◆ The problem: With the pictures set aside, reproduce each entry precisely as it reads.

◆ Dataset:
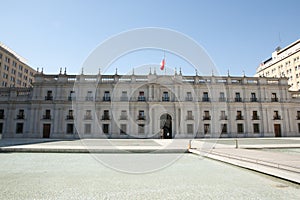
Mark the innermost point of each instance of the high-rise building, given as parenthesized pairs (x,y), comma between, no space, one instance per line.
(283,63)
(14,72)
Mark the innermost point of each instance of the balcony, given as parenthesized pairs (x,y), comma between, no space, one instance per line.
(106,98)
(141,98)
(223,118)
(165,99)
(255,117)
(21,116)
(124,98)
(238,99)
(69,117)
(48,98)
(206,117)
(123,117)
(87,117)
(46,116)
(188,98)
(222,99)
(141,117)
(275,99)
(239,117)
(105,117)
(89,98)
(277,117)
(253,99)
(190,118)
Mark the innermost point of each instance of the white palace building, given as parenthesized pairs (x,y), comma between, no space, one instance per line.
(149,106)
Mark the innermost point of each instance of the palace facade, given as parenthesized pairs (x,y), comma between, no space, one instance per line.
(149,106)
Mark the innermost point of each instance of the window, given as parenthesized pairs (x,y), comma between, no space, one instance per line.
(206,115)
(255,128)
(254,115)
(165,96)
(222,97)
(190,115)
(240,128)
(223,128)
(253,97)
(190,128)
(206,128)
(87,129)
(105,128)
(141,128)
(141,115)
(19,128)
(238,97)
(274,97)
(239,115)
(70,128)
(106,96)
(223,115)
(105,115)
(205,97)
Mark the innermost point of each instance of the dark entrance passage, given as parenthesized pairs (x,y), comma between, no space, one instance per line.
(46,130)
(277,130)
(166,126)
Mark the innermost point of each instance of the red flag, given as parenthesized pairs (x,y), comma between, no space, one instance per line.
(162,64)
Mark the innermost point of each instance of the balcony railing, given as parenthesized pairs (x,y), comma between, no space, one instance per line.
(46,116)
(188,98)
(277,117)
(223,118)
(21,116)
(206,117)
(165,98)
(253,99)
(87,117)
(205,99)
(141,98)
(238,99)
(141,117)
(105,117)
(255,117)
(124,98)
(275,99)
(106,98)
(239,117)
(69,117)
(48,98)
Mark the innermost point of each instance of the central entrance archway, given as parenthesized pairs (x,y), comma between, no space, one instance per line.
(166,126)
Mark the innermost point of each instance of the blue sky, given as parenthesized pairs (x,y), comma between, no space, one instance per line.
(237,35)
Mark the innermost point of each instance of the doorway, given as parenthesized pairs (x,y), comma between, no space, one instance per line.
(46,130)
(166,126)
(277,130)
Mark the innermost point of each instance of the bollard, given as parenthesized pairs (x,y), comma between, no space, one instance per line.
(236,144)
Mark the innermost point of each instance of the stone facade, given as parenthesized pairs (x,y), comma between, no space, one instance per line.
(149,106)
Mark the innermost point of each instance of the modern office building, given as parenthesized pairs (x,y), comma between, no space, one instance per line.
(283,63)
(14,72)
(149,106)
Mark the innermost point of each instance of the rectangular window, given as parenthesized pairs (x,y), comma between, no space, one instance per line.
(105,128)
(190,128)
(223,128)
(19,128)
(240,128)
(87,129)
(123,129)
(70,128)
(206,128)
(255,128)
(141,128)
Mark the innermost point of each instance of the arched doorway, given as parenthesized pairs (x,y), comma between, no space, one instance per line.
(166,126)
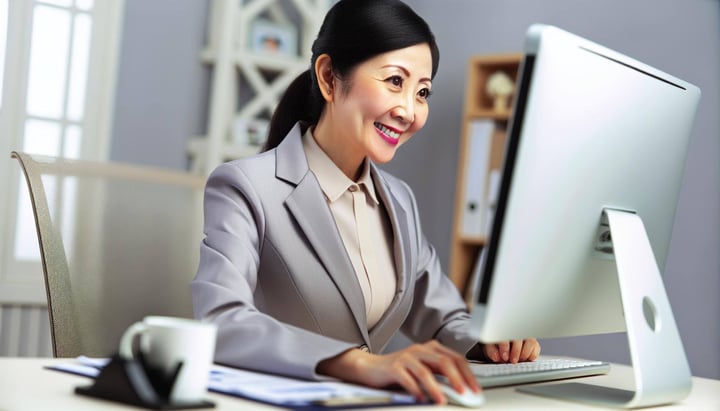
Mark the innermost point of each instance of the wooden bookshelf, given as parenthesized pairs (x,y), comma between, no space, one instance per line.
(465,248)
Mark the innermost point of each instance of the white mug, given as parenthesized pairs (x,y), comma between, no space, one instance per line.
(166,341)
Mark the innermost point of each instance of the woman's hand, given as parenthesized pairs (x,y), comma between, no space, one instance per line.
(513,351)
(411,368)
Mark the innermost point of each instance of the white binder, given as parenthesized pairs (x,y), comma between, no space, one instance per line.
(475,201)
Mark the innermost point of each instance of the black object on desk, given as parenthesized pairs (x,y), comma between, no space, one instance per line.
(136,383)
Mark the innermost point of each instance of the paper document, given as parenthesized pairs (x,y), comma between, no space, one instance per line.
(268,388)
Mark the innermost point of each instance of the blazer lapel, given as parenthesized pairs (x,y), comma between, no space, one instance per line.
(391,321)
(307,205)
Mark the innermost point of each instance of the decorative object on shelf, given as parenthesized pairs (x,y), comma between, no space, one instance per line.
(500,88)
(256,49)
(273,38)
(486,114)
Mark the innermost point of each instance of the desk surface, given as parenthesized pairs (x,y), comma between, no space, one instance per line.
(26,385)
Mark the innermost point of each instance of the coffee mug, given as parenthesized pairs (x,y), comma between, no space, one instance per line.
(165,342)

◆ Solution for this problem:
Mark the innermost point of each instance of the high-rise building, given as parenthesized pairs (x,y), comma between, no space, one instance per line.
(283,63)
(14,72)
Mark the innermost point of each instance of the balcony, given as parenthesized pairs (x,y), comma between, no space, one instance per line.
(106,98)
(141,98)
(223,118)
(165,99)
(255,117)
(21,116)
(124,98)
(238,99)
(69,117)
(48,98)
(206,117)
(123,117)
(87,117)
(46,116)
(188,98)
(222,99)
(141,117)
(275,99)
(239,117)
(105,117)
(89,98)
(277,117)
(253,99)
(190,118)
Mark the innermost point of each instance of the white palace building, given as parenthesized pairs (x,y), comma between, no space, one instance per line.
(149,106)
Mark the innermost point of each instance of the palace facade, given as parenthesized pairs (x,y), comma between, no space, one instance per line.
(149,106)
Mark the innermost point of each instance of the window, given as parenthesized pairs (x,y), comma between, no space, one instance per line.
(206,115)
(255,128)
(254,115)
(165,96)
(222,97)
(190,115)
(240,128)
(223,128)
(253,97)
(190,128)
(206,128)
(87,129)
(105,128)
(141,128)
(141,115)
(19,128)
(238,97)
(274,97)
(239,115)
(70,128)
(106,96)
(223,115)
(105,115)
(205,97)
Mark the innermost point of each instance of the dark entrance passage, given as parenthesized pairs (x,y), comma between, no space, one instance per line.
(46,130)
(277,130)
(166,126)
Mark the innermost point of each instance of the red flag, given as parenthesized pairs (x,y), comma between, no space, one instance per line.
(162,64)
Mark the innermost point of each instance of the balcony railing, given as parenthesized pairs (x,y), comma between, no space, one instance per line.
(46,116)
(188,98)
(277,117)
(223,118)
(21,116)
(206,117)
(165,98)
(253,99)
(87,117)
(205,99)
(141,98)
(238,99)
(141,117)
(105,117)
(255,117)
(124,98)
(275,99)
(106,98)
(239,117)
(69,117)
(48,98)
Mark the innermost point of each instance of the central entrance archway, given as parenthesized pairs (x,y), comma between, no space, one instance per line.
(166,126)
Mark the innermost point of each instance of the blue sky, given as parenthesized pairs (x,y), comma between, no space, one instance per line.
(237,35)
Mark the innermost point of each instance of the doorway, given as parenthesized pairs (x,y), comma between, no space, one instance per line.
(46,130)
(166,126)
(277,130)
Mark the innermost point of each instance of the bollard, given as parenthesized pairs (x,y), comma between, no space, one instance per line.
(236,144)
Mark the innermost point of each instance of the stone facade, given as parenthesized pairs (x,y), comma between, no space, one instance per line.
(149,106)
Mark the innermost point of each instance of the modern office building, given as parenthesized pairs (x,y), comma between, no space, one instance per line.
(283,63)
(14,72)
(149,106)
Mark the innermost point of each instance of the rectangular window, given as parenthesized pairs (x,y), comma between, no space, one instance per line.
(105,128)
(190,128)
(223,128)
(19,128)
(240,128)
(87,129)
(123,129)
(70,128)
(206,128)
(255,128)
(141,128)
Mark the innermost point of each instance of the arched doorway, given as parenthesized pairs (x,y), comma between, no space, one instance per line.
(166,126)
Mark the innermost point of each instance of the wooden bookshelf, given as parenthesized pairs (x,y), comma between, no space, one instance per line.
(465,248)
Mark the innermost point of each instance of the white mug, given as parenthesized pairs (x,y), comma between, no space, one instance per line.
(166,341)
Mark the innermost point of each instance of the woman's hand, given as parenthesized pairs (x,y), comma between, no space, one instance per line.
(513,351)
(411,368)
Mark the innermost point of each instance of the white binder, given as parenthesized pairs (x,y), comma between, no space, one instance per line.
(475,201)
Mark the innermost point of each instance of the black object on desk, given as parenthesized pairs (x,y), comma between, no space, one instance per line.
(136,383)
Mark the innermost point of each instance of the paper document, given as parenthesized pairs (x,y), comma between, no space, one instance per line.
(268,388)
Mark the innermost point of each instance of the blazer lapel, given as parenthesized pairs (x,y), comma between, no space, one instance per line.
(391,321)
(307,205)
Mark the innermost point of each instance of the decorative object on shelf, given as parenthesized pairs (x,y), comma between, no space, one instance per line.
(500,88)
(256,49)
(273,38)
(486,114)
Mark the innermost point of each instance of the desk surface, given as parenthesized pairs (x,y), comma between, no space, one instance per line.
(26,385)
Mark the innermost point of each instance of the coffee mug, given as parenthesized pairs (x,y), comma between, no space, one instance per line.
(165,342)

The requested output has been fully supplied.